--- Start ---

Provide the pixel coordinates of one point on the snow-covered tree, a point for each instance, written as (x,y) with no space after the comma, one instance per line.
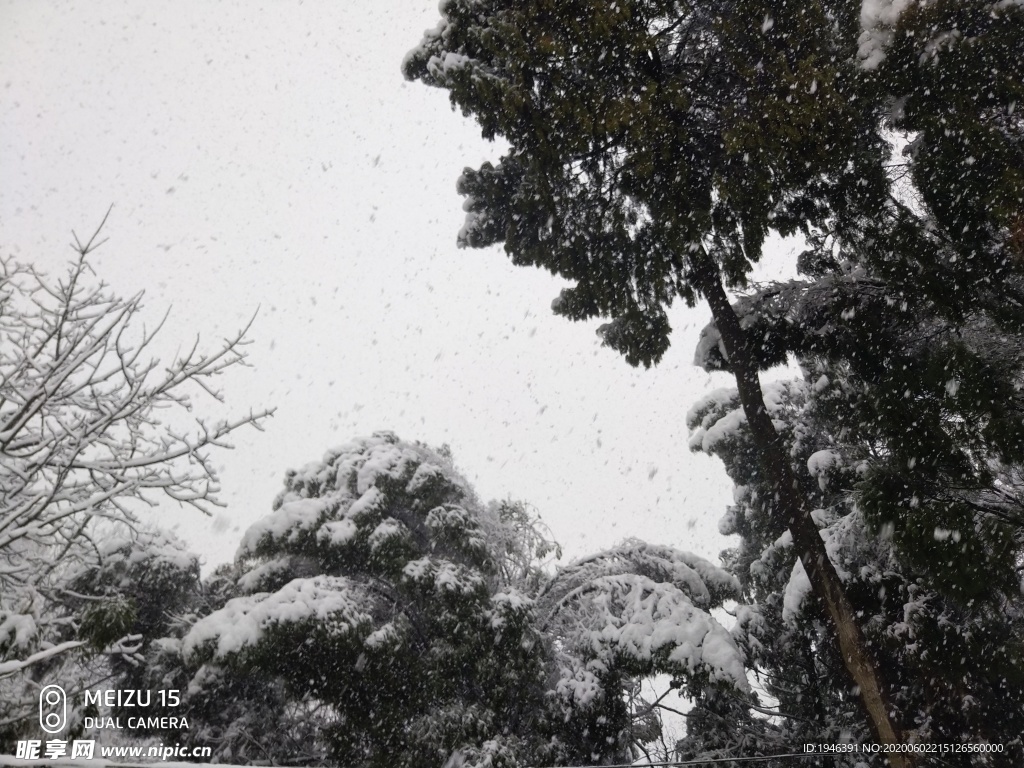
(88,438)
(383,615)
(654,144)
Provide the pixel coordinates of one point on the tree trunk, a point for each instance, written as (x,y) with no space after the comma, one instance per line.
(788,504)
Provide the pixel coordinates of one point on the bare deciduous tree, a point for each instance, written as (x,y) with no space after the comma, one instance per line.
(90,433)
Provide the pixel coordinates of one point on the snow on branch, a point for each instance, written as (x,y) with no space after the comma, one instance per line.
(92,426)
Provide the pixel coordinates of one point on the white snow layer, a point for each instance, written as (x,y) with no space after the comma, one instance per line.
(633,616)
(797,589)
(878,19)
(333,601)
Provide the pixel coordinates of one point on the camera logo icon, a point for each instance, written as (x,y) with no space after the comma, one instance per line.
(52,709)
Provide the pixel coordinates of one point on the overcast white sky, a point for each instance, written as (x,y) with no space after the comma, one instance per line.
(270,156)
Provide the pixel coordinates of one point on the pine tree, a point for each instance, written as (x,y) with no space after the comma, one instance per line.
(652,146)
(382,615)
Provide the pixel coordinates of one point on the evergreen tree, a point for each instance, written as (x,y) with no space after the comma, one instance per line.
(382,615)
(653,145)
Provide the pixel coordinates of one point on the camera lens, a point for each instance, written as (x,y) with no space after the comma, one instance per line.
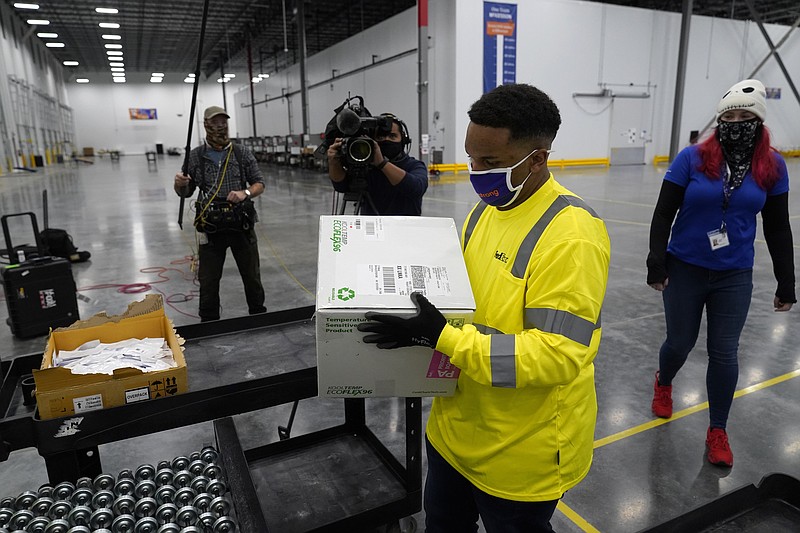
(360,150)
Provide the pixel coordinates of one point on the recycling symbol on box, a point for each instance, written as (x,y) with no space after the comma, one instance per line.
(345,294)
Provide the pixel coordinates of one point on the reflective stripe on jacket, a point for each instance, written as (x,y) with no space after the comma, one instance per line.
(521,424)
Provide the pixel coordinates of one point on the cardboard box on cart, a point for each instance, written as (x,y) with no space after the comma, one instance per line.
(60,393)
(374,264)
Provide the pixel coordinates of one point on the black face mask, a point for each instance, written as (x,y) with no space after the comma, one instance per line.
(391,149)
(738,140)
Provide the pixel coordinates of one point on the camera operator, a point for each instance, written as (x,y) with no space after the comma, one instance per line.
(395,182)
(228,178)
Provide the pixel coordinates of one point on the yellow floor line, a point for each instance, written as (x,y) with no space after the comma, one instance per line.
(691,410)
(576,518)
(582,523)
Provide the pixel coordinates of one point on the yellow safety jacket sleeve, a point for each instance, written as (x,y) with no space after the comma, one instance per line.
(521,423)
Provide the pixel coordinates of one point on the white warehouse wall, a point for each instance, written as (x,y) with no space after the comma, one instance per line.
(29,62)
(103,121)
(564,47)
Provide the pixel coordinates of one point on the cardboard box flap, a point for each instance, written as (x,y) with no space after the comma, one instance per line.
(152,304)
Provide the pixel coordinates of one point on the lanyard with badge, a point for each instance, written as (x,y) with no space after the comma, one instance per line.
(718,238)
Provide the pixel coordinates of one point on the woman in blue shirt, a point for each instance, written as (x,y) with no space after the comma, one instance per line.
(717,188)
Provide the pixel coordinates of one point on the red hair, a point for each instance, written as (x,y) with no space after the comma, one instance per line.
(764,168)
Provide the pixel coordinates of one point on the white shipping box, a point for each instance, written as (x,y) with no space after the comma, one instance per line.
(369,263)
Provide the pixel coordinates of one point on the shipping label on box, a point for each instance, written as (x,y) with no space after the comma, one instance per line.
(374,264)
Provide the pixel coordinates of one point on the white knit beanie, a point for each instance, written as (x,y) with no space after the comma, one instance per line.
(749,95)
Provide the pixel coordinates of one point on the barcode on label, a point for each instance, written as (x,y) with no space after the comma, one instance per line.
(388,280)
(418,277)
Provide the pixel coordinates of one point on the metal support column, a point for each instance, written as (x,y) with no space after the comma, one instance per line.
(301,43)
(222,77)
(680,80)
(757,68)
(422,81)
(250,81)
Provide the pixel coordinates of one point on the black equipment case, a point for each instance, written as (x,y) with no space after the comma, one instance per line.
(40,291)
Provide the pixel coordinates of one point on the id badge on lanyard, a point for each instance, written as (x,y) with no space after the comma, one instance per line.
(718,238)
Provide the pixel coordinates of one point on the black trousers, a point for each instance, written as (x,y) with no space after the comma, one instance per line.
(453,504)
(244,246)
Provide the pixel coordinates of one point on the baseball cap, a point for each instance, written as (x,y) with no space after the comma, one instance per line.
(213,111)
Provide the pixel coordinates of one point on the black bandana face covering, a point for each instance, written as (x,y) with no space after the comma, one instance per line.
(738,140)
(217,136)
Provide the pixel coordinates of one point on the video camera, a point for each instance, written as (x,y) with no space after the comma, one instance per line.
(357,128)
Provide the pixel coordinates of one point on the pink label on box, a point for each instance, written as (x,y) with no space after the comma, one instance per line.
(440,367)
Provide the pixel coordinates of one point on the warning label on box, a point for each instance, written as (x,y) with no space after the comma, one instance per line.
(137,395)
(88,403)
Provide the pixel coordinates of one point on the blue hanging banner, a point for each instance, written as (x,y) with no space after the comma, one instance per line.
(499,44)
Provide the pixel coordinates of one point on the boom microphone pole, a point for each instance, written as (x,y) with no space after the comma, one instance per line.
(185,167)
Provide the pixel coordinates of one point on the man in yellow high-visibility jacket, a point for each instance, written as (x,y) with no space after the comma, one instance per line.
(518,432)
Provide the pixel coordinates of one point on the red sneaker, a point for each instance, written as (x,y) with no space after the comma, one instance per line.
(662,400)
(719,451)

--- End ---

### Given request
Keep every word of the data as it is when you write it out, but drop the pictures.

### Problem solution
Provide the pixel coordinates of one point on the snow-covered tree, a point for each instance, written as (x,y) with no space after the comma, one instance per line.
(88,438)
(383,615)
(654,144)
Provide the pixel coordinates of one point on the tree trunk, a point for each instance, written as (x,y) with no space after the comma, one instance per line.
(788,504)
Provide the pixel coordinates of one point on the bare deciduous tree, a point for each instance, written as (x,y) with no space after the comma, one instance per line.
(90,433)
Provide the pixel coordinates of one point on the snow on branch, a point for each instance, written as (x,y) with no space after the comma, one instance per line.
(92,426)
Provide the pixel coordinates of one point on the white snow layer, a point for each instance, written as (x,y) with no space after the comma, one instance per line.
(633,616)
(797,589)
(878,19)
(333,601)
Provide the pixel coordinates of one point on the camera logo icon, a point for each instance, written as (x,y) with no space after the comma, one instance per line.
(52,709)
Provide the pixel coordinates of one point on the overcast white sky, a point for each instance, written as (x,y) with no space after the comma, one instance per line.
(270,156)
Provide the pixel coordinates of one point on the pine tree, a point for each instance, written as (x,y) with no space after the comma, one instance per line.
(652,146)
(382,615)
Provide the pixel coordinates of one point on the evergreen tree, a point for each instance, written as (x,y) with no space after the comma, one instance per line.
(382,615)
(653,145)
Provide the pixel coordinates of one point on the camera lens, a point for each instance, written as (x,y) with no space after the comma, one instance per line.
(360,150)
Provide the pixel coordinates of one point on the recycling symbol on box, a point for each instance, written as (x,y) with no space after the comma, one instance per line.
(345,294)
Provide the pixel coordinates of one point on the reflective stripe on jacket, a point for each instance, written as (x,y) with no space after the comma, one instance per line.
(521,424)
Provide the pixel coordinates of one point on the cardboard box on cart, a point for each instance, written as (x,y) with no space after the comma, one instance per line.
(60,393)
(374,264)
Provide the pixel coordinates of one point on the black face mask, a point for each instance, written as (x,y) with no space after the comma, one instance per line.
(391,149)
(738,140)
Provide the pixel coordinates of one point on the camera operator, a point for each instance, written as (x,y) with no space after the comma, one instance per line.
(395,182)
(228,178)
Provide the pixel coordinates of one point on the yellow floor line, a point for each instance, written as (x,y) with no space after the comma, one instance per line.
(691,410)
(576,518)
(582,523)
Provide the pixel coordinates of one point on the yellow safety jacket sleeve, a point for each instance, written as (x,y) with no space after the comma, one instance per line.
(521,423)
Provide the pixel coordinates of one point on the white warehouse wall, a point for each instance, written as (x,y) with no space after the comma, one instance per line.
(29,62)
(103,121)
(564,47)
Provide the pixel coordinates of one point on the cardboard box flap, a point for each instance, written as (x,y) with no space after the comma, one instance per line.
(152,304)
Provide the pixel coordinates of one point on the lanyard with badge, a point for each instance, written as (x,y) with no space after the comma, one instance per line.
(718,238)
Provide the pixel coordinates of one point on the woman in blue shirt, a point for each instance, written as (x,y) with no space after the comma, one instance per line.
(717,188)
Provide the pixel coordinates of one point on the red hair, a point for each instance, written as (x,y) with no space after the comma, one instance per line.
(764,168)
Provide the pixel coordinates of one point on the white shipping box, a point for each instance, written as (x,y) with no space after the comma, one instance per line.
(369,263)
Provide the pixel coordinates of one point on the shipping label on box, a point for each instance, written as (x,y) with no space after the comma, one instance per line.
(374,264)
Provide the pixel coordinates of one point on the white knit beanie, a point for each instance, written as (x,y) with no space after the comma, one instance per line.
(749,95)
Provide the pixel coordinates of one point on the barcode on label, a point for each instance, written as (x,y) with no space after the comma, one instance per line.
(388,280)
(418,277)
Provide the pixel coordinates of one point on the metal support column, a point for each instance, written as (x,y) with no space after the comma, one instance per line.
(301,43)
(222,77)
(680,80)
(757,68)
(422,81)
(250,81)
Provide the pixel coordinates of one point on the black equipment case, a point for each instance, written as (x,y) with no space after the comma, one instance per line.
(40,291)
Provide the pixel coordinates of one point on the id badge on lanyard, a point for each instance, written as (x,y) with no space after the comma, one instance per line.
(718,238)
Provide the pixel coordinates of one point on the black trousers, a point for each instance, written as (x,y) with no space after the comma, one instance per line.
(453,504)
(244,246)
Provide the pixel coordinates of one point on the baseball cap, a point for each instance, written as (x,y) with no space after the comma, one instance per line.
(213,111)
Provide the pixel coordinates of one point on the black bandana face covering, a point for each instance, written as (x,y) with no space after the comma, one instance per line.
(738,140)
(217,136)
Provide the pixel coordinates of one point on the video camera, a point for each instance, written as (x,y) with no space after the comma, one instance per line.
(357,128)
Provide the pixel coordinates of one point on the pink label on box, a point for each instance, written as (x,y) with no space after the comma, one instance per line.
(440,367)
Provide the pixel coordinates of one point on the warning label on box, a point for each instance, written as (x,y) with no space after the comma, one instance per line.
(137,395)
(88,403)
Provide the pixel coordinates of one point on the blue hanging banner, a point for each instance, written as (x,y) with no space after the comma, one instance per line.
(499,44)
Provide the pixel coordinates of one point on the boom microphone pole, a point for each instance, written as (x,y) with no space after the comma, one instance per line.
(185,167)
Provide the pixel coordinates of one point on the man in yellow high-visibility jacket, a point for each instance, written as (x,y) with no space after the comma, one instance per line.
(518,432)
Provide the pixel coordinates of one point on the red sneaker, a point for each instance, written as (x,y) with no space after the comma, one instance per line.
(662,400)
(719,451)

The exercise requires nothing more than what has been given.